• Task
Copy, from the entries below, each line where the word "girl" can be found.

[Text-to-region grounding data]
-- Opening Marker --
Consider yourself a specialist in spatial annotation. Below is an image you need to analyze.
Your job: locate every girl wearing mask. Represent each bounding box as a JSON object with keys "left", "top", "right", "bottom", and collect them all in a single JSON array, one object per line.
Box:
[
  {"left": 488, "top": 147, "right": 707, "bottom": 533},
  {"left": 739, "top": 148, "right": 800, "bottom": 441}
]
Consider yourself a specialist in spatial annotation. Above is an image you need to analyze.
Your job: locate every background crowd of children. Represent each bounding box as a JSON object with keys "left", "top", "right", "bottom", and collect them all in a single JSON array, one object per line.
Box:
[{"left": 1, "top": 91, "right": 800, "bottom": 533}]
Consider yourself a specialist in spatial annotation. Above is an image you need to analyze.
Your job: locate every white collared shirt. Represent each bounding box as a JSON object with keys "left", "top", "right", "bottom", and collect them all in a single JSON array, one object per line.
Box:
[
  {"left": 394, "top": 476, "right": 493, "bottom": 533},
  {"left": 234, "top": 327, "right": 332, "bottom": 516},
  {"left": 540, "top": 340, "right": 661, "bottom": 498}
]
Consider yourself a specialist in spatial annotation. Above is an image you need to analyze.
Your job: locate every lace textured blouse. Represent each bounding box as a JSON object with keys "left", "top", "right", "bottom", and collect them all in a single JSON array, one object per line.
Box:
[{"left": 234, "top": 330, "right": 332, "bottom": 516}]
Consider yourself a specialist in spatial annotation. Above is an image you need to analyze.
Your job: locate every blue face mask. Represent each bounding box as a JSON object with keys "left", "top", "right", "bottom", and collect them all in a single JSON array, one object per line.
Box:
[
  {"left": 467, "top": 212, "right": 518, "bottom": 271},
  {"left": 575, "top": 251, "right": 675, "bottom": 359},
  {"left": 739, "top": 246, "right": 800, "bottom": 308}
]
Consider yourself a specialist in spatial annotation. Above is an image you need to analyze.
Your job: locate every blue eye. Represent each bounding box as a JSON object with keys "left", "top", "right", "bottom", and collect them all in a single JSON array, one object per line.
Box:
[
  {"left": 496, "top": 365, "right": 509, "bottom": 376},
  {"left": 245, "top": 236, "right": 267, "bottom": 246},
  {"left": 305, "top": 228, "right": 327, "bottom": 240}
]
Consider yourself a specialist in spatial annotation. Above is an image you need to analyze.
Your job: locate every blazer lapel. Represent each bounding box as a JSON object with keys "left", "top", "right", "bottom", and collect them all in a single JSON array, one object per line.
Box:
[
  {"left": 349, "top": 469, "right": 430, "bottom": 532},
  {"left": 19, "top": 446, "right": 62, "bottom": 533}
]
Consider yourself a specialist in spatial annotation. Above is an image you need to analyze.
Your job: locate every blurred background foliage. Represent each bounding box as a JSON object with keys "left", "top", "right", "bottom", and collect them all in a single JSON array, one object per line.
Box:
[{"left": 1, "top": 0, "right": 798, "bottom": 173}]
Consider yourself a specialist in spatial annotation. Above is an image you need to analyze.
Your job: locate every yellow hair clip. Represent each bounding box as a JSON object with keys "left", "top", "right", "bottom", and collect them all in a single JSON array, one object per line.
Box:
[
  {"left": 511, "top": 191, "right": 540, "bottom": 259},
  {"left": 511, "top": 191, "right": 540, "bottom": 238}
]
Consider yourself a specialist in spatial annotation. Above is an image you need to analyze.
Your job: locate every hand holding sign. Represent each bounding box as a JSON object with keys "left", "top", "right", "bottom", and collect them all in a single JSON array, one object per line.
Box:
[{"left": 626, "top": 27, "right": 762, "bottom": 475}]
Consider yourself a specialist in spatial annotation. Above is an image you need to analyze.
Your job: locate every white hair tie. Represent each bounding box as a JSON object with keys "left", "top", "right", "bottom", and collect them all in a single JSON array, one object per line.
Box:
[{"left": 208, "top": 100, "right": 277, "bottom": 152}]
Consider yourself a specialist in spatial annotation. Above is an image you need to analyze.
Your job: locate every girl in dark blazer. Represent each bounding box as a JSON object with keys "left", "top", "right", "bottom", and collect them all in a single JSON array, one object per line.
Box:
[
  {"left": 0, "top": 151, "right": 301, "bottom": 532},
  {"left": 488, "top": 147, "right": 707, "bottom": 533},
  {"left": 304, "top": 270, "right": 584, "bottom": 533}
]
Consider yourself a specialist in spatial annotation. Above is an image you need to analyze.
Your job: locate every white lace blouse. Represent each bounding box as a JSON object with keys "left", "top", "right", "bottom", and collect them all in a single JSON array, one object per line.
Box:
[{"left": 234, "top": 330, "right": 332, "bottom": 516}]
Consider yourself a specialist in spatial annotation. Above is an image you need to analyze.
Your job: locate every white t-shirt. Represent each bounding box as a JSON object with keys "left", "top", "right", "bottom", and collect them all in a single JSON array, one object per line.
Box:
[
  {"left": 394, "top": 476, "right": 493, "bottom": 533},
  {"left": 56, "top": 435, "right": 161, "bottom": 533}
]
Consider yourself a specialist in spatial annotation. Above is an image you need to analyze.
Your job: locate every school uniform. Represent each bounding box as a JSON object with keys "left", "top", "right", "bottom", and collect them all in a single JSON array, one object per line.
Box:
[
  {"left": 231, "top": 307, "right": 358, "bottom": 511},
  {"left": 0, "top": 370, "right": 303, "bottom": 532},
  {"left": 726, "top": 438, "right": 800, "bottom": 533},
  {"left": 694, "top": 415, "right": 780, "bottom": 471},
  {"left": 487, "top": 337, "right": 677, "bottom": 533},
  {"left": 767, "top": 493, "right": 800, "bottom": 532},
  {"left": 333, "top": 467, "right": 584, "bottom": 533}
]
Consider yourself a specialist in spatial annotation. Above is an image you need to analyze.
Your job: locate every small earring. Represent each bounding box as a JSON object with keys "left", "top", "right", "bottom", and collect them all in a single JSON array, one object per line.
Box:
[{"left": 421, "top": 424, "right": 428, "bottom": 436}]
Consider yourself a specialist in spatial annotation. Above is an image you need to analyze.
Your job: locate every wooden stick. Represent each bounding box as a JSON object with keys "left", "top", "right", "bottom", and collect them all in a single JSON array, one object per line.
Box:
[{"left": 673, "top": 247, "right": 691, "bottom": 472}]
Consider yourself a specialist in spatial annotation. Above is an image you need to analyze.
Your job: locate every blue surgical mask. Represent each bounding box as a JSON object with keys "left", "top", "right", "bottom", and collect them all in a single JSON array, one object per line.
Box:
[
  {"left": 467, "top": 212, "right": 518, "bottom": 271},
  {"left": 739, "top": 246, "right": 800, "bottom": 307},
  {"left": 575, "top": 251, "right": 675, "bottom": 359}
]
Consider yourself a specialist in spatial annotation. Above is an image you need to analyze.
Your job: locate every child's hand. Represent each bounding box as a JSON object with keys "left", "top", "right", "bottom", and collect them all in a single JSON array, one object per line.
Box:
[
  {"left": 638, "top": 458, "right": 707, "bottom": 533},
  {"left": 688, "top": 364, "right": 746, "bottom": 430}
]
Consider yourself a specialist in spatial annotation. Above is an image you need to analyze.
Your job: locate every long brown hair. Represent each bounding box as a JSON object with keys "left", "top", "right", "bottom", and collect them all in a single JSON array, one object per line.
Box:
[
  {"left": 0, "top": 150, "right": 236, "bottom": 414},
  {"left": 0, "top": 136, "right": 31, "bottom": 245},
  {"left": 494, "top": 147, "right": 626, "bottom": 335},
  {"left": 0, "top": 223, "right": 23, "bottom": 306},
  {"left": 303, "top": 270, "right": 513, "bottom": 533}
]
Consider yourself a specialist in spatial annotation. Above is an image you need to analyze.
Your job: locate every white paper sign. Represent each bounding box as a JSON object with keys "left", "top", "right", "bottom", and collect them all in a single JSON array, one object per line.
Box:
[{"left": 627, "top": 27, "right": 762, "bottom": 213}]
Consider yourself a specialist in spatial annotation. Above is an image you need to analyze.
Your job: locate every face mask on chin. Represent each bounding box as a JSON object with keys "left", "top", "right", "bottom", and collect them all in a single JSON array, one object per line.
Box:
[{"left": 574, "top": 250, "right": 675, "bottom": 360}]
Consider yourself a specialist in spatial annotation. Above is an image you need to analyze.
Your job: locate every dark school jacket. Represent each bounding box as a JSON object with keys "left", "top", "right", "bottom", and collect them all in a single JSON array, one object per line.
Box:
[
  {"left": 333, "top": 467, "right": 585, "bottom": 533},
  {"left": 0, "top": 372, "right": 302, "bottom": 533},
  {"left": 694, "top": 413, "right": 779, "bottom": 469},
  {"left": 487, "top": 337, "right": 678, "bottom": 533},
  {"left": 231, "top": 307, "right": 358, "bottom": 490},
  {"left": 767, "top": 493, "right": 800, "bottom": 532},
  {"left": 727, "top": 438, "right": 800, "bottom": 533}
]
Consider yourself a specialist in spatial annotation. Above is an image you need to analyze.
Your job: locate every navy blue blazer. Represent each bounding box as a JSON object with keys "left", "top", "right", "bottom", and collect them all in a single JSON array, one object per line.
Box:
-- Closing Marker --
• Response for this exercise
Your job: locate every girl wearing mask. Represent each bounding box as a JSON object with keys "left", "top", "right", "bottom", and collect them all in a single JSON array, one object per line.
Your job: locate every girl in dark blazer. Represent each bounding box as a JSON object with keys "left", "top", "right", "bottom", and collect them all in a single JSON array, one object per line.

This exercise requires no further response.